SOURCE EXCERPT:

------------

Getting started with Protocol Buffers on Node.js

We'll start this by using the Google-developed protocol buffers tools.

The first need is to get the protoc compiler for converting protocol buffer definitions into code. You might be lucky and the package manager for your computer has a package containing protocol buffers tools.

For example, on my macOS laptop I use MacPorts to supply open source tools. The protobuf3-cpp package is relatively up-to-date and claims to include the compiler.

On Ubuntu, I found the protobuf-compiler to contain the correct tools. Therefore installation on Ubuntu is this simple:

$ sudo apt-get install protobuf-compiler

Failing that you can head to https://github.com/protocolbuffers/protobuf/releases to retrieve prebuilt packages provided by the Protocol Buffers team. Or, you can also download the source code and compile it yourself.

The goal of this exercise is a command-line tool named protoc which is the protocol buffers compiler.

$ protoc
Usage: protoc [OPTION] PROTO_FILES
Parse PROTO_FILES and generate output based on the options given:

The usage message is printed when the command is run with no arguments.

There are two versions of the Protocol Buffers specification language. For this tutorial we'll be using version 3 of this language, and the documentation is on-line at: (developers.google.com) https://developers.google.com/protocol-buffers/docs/proto3

The website, unfortunately, does not contain a tutorial for usage on Node.js. You can peruse official tutorials for other languages.

Google does provide a Node.js package at: (www.npmjs.com) https://www.npmjs.com/package/google-protobuf

And the source repository for that package contains documentation that's roughly like a tutorial: (github.com) https://github.com/protocolbuffers/protobuf-javascript/blob/main/docs/index.md

Defining a simple data format using Protocol Buffers

For the rest of this tutorial we'll go over a simple data format, specified with protocol buffers, and a pair of Node.js scripts to encode and decode data using that data format. It will be a simple Todo object similar to what I implemented in a sample application written to explore the then newly released Bootstrap v5.

See: (techsparx.com) https://techsparx.com/nodejs/examples/todo-bootstrap/

Create a project directory:

$ mkdir protobuf
$ cd protobuf
$ npm init -y
$ npm install google-protobuf --save

This requires installing an external dependency, the protoc compiler, described in the previous section.

In the directory create a file named todo.proto, and put this at the top of the file:

syntax = "proto3";

This tells protoc to use version three. If you don't do this, the compiler will print a warning containing the text No syntax specified for the proto file, and tell you to add the above text to your file.

The TODO object in my sample application contains four fields:

  1. An id which is a number identifying the object
  2. A title string that is presented in TODO lists
  3. A body string that is presented when the user is looking at the one TODO item
  4. A precedence enum giving high/medium/low priorities

In protocol buffers the definition looks like this:

message Todo {
    int64 id = 1;
    string title = 2;
    string body = 3;
    Precedence precedence = 4;
}

The word message starts the definition of an object. The message block has a name, in this case Todo, giving the class name. Inside the body are one or more field definitions. Each field has a data type and a name. The number assignment is the field number rather than anything like a default value. The field number determines where the data is encoded within a record.

------------

WHAT IS ASKED:
(a) From the Protocol Buffers tutorial, list each field in the Todo message definition with its data type.
(b) In the Protocol Buffers tutorial, what does a field number determine?
(c) Translate this sentence from the Protocol Buffers tutorial into Spanish: "The word message starts the definition of an object."

EXCERPTED DATA:
------------

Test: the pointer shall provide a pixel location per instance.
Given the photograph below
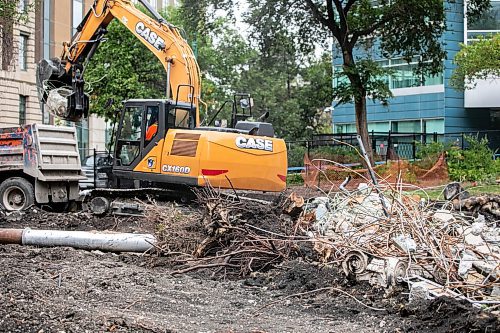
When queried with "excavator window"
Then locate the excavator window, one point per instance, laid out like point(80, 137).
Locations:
point(129, 142)
point(180, 118)
point(152, 112)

------------

RESPONSE LIST:
(a)
id: int64
title: string
body: string
precedence: Precedence

(b) Where the data is encoded within a record.

(c) La palabra message inicia la definición de un objeto.